- EXERCISE REQUIREMENTS
Exact copies of the lines below are the goal; any images in them are dropped.

- DATA
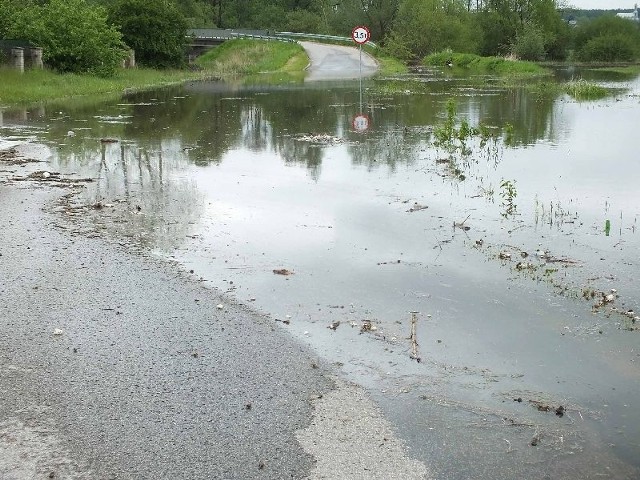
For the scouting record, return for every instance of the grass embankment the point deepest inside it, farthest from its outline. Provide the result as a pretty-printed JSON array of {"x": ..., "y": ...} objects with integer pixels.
[
  {"x": 269, "y": 61},
  {"x": 38, "y": 85},
  {"x": 472, "y": 63},
  {"x": 277, "y": 61}
]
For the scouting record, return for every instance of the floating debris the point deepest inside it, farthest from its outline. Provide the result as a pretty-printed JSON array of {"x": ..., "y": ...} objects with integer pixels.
[
  {"x": 320, "y": 139},
  {"x": 367, "y": 326},
  {"x": 282, "y": 271},
  {"x": 417, "y": 207}
]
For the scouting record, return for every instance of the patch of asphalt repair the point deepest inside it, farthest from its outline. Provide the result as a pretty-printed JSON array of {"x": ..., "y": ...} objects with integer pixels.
[
  {"x": 116, "y": 365},
  {"x": 350, "y": 438}
]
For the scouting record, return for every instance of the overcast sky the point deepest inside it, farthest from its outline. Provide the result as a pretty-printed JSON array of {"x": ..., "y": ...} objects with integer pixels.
[{"x": 602, "y": 4}]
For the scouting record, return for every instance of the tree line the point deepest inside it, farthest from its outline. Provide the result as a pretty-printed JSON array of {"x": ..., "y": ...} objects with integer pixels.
[{"x": 94, "y": 35}]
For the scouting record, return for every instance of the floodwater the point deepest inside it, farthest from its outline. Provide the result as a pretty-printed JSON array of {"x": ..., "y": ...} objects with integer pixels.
[{"x": 486, "y": 295}]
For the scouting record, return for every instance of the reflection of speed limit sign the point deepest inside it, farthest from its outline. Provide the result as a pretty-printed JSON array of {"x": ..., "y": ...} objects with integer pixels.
[
  {"x": 360, "y": 122},
  {"x": 360, "y": 35}
]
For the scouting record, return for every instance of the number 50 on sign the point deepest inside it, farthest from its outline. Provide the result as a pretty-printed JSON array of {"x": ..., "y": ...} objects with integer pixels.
[{"x": 360, "y": 35}]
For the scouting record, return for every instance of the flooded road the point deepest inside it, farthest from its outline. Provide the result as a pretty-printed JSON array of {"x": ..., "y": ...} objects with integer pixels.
[{"x": 484, "y": 289}]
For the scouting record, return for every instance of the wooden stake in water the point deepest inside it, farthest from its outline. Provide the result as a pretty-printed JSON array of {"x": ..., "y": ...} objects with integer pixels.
[
  {"x": 413, "y": 337},
  {"x": 361, "y": 77}
]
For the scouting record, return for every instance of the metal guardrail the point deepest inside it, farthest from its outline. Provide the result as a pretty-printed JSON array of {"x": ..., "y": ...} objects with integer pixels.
[
  {"x": 198, "y": 34},
  {"x": 317, "y": 36}
]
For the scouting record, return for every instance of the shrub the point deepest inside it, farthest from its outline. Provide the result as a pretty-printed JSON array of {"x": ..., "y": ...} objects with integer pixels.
[
  {"x": 74, "y": 35},
  {"x": 529, "y": 44},
  {"x": 607, "y": 48},
  {"x": 607, "y": 38},
  {"x": 155, "y": 29}
]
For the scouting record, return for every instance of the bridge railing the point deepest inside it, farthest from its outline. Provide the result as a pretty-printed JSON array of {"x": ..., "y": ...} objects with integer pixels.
[{"x": 219, "y": 34}]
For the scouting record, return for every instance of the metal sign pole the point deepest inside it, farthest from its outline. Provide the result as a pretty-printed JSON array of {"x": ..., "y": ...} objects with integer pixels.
[{"x": 361, "y": 77}]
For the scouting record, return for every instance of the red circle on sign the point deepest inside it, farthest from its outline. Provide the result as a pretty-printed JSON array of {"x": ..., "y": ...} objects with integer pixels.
[
  {"x": 360, "y": 122},
  {"x": 360, "y": 34}
]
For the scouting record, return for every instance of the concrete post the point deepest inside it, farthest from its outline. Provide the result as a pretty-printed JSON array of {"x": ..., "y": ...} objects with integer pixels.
[
  {"x": 17, "y": 59},
  {"x": 131, "y": 59},
  {"x": 35, "y": 57}
]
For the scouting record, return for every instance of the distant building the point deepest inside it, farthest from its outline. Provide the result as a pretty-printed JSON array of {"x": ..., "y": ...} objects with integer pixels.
[{"x": 634, "y": 15}]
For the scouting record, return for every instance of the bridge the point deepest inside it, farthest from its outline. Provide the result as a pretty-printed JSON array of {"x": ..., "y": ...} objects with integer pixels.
[{"x": 203, "y": 39}]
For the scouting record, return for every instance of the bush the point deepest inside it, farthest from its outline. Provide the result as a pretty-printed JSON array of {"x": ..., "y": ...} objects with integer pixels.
[
  {"x": 607, "y": 48},
  {"x": 607, "y": 38},
  {"x": 74, "y": 35},
  {"x": 155, "y": 29},
  {"x": 529, "y": 44}
]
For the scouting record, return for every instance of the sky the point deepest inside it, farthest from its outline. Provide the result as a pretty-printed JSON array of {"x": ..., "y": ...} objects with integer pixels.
[{"x": 602, "y": 4}]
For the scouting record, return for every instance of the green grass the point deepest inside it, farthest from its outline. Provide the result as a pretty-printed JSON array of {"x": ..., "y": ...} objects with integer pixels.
[
  {"x": 626, "y": 70},
  {"x": 579, "y": 89},
  {"x": 244, "y": 57},
  {"x": 468, "y": 62},
  {"x": 38, "y": 85},
  {"x": 270, "y": 61}
]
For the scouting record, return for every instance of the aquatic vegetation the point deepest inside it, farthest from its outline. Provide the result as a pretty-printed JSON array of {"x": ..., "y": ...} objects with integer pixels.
[
  {"x": 584, "y": 90},
  {"x": 508, "y": 193},
  {"x": 475, "y": 63}
]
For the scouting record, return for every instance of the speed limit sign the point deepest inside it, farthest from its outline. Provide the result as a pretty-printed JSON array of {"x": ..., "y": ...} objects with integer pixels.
[
  {"x": 360, "y": 35},
  {"x": 360, "y": 123}
]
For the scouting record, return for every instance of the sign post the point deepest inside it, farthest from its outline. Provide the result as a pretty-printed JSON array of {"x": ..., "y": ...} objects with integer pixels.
[{"x": 360, "y": 35}]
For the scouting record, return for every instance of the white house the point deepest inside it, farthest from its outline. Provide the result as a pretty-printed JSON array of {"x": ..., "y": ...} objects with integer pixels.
[{"x": 635, "y": 15}]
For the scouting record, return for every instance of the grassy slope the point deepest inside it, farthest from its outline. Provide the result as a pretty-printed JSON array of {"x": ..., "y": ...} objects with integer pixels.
[
  {"x": 234, "y": 59},
  {"x": 248, "y": 60}
]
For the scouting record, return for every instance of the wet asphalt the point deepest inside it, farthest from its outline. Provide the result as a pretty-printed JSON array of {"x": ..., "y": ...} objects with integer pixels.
[
  {"x": 117, "y": 365},
  {"x": 149, "y": 378}
]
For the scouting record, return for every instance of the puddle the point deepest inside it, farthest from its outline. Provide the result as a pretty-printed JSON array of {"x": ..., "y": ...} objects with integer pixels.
[{"x": 480, "y": 259}]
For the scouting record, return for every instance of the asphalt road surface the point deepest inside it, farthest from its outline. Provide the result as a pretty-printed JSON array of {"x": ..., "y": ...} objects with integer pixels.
[
  {"x": 114, "y": 365},
  {"x": 335, "y": 62}
]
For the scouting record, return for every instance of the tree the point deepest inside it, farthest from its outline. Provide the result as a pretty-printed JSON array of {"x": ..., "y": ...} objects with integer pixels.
[
  {"x": 155, "y": 29},
  {"x": 506, "y": 23},
  {"x": 74, "y": 35},
  {"x": 377, "y": 15},
  {"x": 427, "y": 26},
  {"x": 607, "y": 38}
]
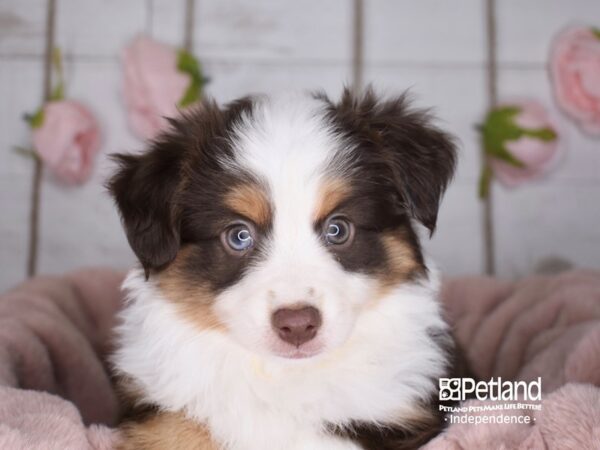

- TASK RESPONSE
For the scouting record, return for every instance of the grass embankment the point deepest inside it, farthest from its outline. Provide the result as a pretty-printed JSON array of {"x": ..., "y": ...} objects with integer pixels.
[
  {"x": 269, "y": 61},
  {"x": 38, "y": 85},
  {"x": 472, "y": 63},
  {"x": 277, "y": 61}
]
For the scouting record, return for every instance of the floating debris the point deepest inside it, farthest from its outline. Provide the result as a pretty-printed JSON array of {"x": ..., "y": ...} objects with integer pixels.
[
  {"x": 320, "y": 139},
  {"x": 367, "y": 326},
  {"x": 282, "y": 271},
  {"x": 417, "y": 207}
]
For the scouting record, return for every instance of the patch of asphalt repair the point deepest inside it, farthest from its outline. Provide the result as a pretty-printed JSON array of {"x": ..., "y": ...} objects with integer pixels.
[
  {"x": 116, "y": 365},
  {"x": 350, "y": 438}
]
For the scouting record, return for every instance of the overcast sky the point deepest inside it, farthest from its outline. Provide the result as a pretty-printed JSON array of {"x": ..., "y": ...} objects with integer pixels.
[{"x": 602, "y": 4}]
For the scouting record, return for every instance of the tree line the point deepest inside it, farthest from its outline. Provide the result as a pretty-printed JSON array of {"x": ..., "y": ...} objects with integer pixels.
[{"x": 94, "y": 35}]
For the scouting record, return for every instance of the floodwater the point deepest inside it, farthest from its outline. Provide the result as a pretty-printed JSON array of {"x": ..., "y": ...} objects with integer pixels.
[{"x": 486, "y": 295}]
For the scouting record, return for every instance of the reflection of speed limit sign the point deepest inside it, farthest from its outline. Provide the result as a pretty-printed JSON array of {"x": ..., "y": ...} objects with integer pixels.
[
  {"x": 360, "y": 122},
  {"x": 360, "y": 35}
]
For the scouting record, return for every instance of the number 50 on sign the point deepest inside it, farthest from its outline. Provide the result as a pretty-printed JSON array of {"x": ..., "y": ...} objects with integer pixels.
[{"x": 360, "y": 35}]
For the scouting record, return for every instance of the flooded road the point deepest inside it, farthest from its outline. Provide the result as a pretty-printed JSON array of {"x": ..., "y": ...} objects with integer pixels.
[{"x": 484, "y": 289}]
For the scouting record, return for every instance of the wooden stake in water the point deepest inside it, farthest from its outline. Provide the result as a pretty-printed JSON array of {"x": ..., "y": ...} objects with integer pixels.
[
  {"x": 413, "y": 337},
  {"x": 361, "y": 77}
]
For the scouting record, return for every instance of the metal guardrail the point deepest inside it, farthest from its outline. Provide the result as a pretty-printed JSON array of {"x": ..., "y": ...} objects with integer pixels.
[
  {"x": 198, "y": 34},
  {"x": 317, "y": 36}
]
For the scouting record, return for every instance of the shrub the point deepest inside it, farthest from its outline. Provide the result as a pretty-printed JSON array of {"x": ..., "y": ...} objects with integer pixels.
[
  {"x": 74, "y": 35},
  {"x": 529, "y": 44},
  {"x": 607, "y": 48},
  {"x": 607, "y": 38},
  {"x": 155, "y": 29}
]
For the scouting record, return for every instance of the bridge railing the point deepest inside it, farthest from its outline. Provide the result as a pretty-printed JSON array of {"x": ..., "y": ...} objects with integer pixels.
[{"x": 219, "y": 34}]
For the scouting record, return for every instance of the metal sign pole the point deepest inside it, farthest from its outline. Provide the result as a pretty-printed JSON array of {"x": ..., "y": ...} objects with integer pixels.
[{"x": 361, "y": 77}]
For the scouting record, return for every instance of the red circle on sign the point deepest inside it, farthest from its outline. Provide the result as a pretty-printed JSON array of {"x": ..., "y": ...} objects with integer pixels.
[
  {"x": 360, "y": 122},
  {"x": 360, "y": 34}
]
For the scouting record, return for every instance of the concrete post the point deepest inside it, farthest from its outline. Provide the result as a pretty-printed JSON array of {"x": ..., "y": ...} objects with integer pixels.
[
  {"x": 17, "y": 59},
  {"x": 131, "y": 59},
  {"x": 35, "y": 57}
]
For the scouting record, return for every instance of the distant building the point deepest inside it, farthest from its outline. Provide the result as a pretty-printed JSON array of {"x": ..., "y": ...} objects with integer pixels.
[{"x": 634, "y": 15}]
For the scouting record, return for every instance of the bridge the point deepest inside it, farthest from its outline. Provide the result as a pretty-printed JSON array of {"x": ..., "y": ...} objects with integer pixels.
[{"x": 203, "y": 39}]
For the scouting record, return for every instance of the bush the point deepest inside it, farthest from its outline. Provide the result as a pretty-printed JSON array of {"x": ..., "y": ...} objects with integer pixels.
[
  {"x": 607, "y": 48},
  {"x": 607, "y": 38},
  {"x": 74, "y": 35},
  {"x": 155, "y": 29},
  {"x": 529, "y": 44}
]
For the scouting record, return for every instance of the sky the point deepest inside it, farthest from its outline. Provide the result as a pretty-printed JSON array of {"x": ..., "y": ...} objects with integer pixels.
[{"x": 602, "y": 4}]
For the scouting record, return for every instance of the green grass the point deepest inside it, farthest from its outline. Provide the result as a pretty-printed JSON array of {"x": ..., "y": ...} objects with integer pixels.
[
  {"x": 626, "y": 70},
  {"x": 579, "y": 89},
  {"x": 244, "y": 57},
  {"x": 468, "y": 62},
  {"x": 38, "y": 85},
  {"x": 270, "y": 61}
]
For the scouting record, return for every instance of the aquatic vegetation the point deepest inside it, farthest from its outline. Provide the result as a pretty-printed JSON array of {"x": ..., "y": ...} objects with integer pixels.
[
  {"x": 584, "y": 90},
  {"x": 508, "y": 193},
  {"x": 475, "y": 63}
]
For the scouting record, return for every instance of the speed limit sign the point deepest inside it, farthest from its outline. Provide the result as a pretty-printed JSON array of {"x": ..., "y": ...} objects with integer pixels.
[
  {"x": 360, "y": 35},
  {"x": 360, "y": 123}
]
For the scouting record, return for every instance of the sign post the point deepest inside it, farthest from its outline. Provide the result as a pretty-printed JSON array of {"x": ..., "y": ...} objects with integer pixels.
[{"x": 360, "y": 35}]
For the scouting record, return for every instance of the white house the point deepest inside it, farthest from its outline. Provide the result as a pretty-printed JSON array of {"x": ..., "y": ...} objects with integer pixels.
[{"x": 635, "y": 15}]
For the scouting record, return for every instance of the grassy slope the point deepest inside it, farthest from its outline. Provide the result as a pretty-printed JSON array of {"x": ..., "y": ...} objects with integer pixels.
[
  {"x": 234, "y": 59},
  {"x": 248, "y": 60}
]
For the scouting record, return for every instance of the wet asphalt the point deepest inside it, farthest from its outline. Provide the result as a pretty-printed JSON array of {"x": ..., "y": ...} objects with integer pixels.
[
  {"x": 117, "y": 365},
  {"x": 149, "y": 378}
]
For the scouting record, return for every instance of the puddle the point deepest inside it, farthest from its outline. Provide the result as a pretty-printed JSON array of {"x": ..., "y": ...} objects with integer pixels.
[{"x": 480, "y": 259}]
For the scouting record, return for every instance of the asphalt road surface the point deepest inside it, farthest from its outline. Provide the result as a pretty-printed JSON array of {"x": ..., "y": ...} objects with integer pixels.
[
  {"x": 114, "y": 365},
  {"x": 335, "y": 62}
]
For the scouting record, return for every instance of the tree the point deepest inside it, farthest from its outline. Provide the result as a pretty-printed JSON array of {"x": ..., "y": ...} objects with integer pixels.
[
  {"x": 155, "y": 29},
  {"x": 506, "y": 23},
  {"x": 74, "y": 35},
  {"x": 377, "y": 15},
  {"x": 427, "y": 26},
  {"x": 607, "y": 38}
]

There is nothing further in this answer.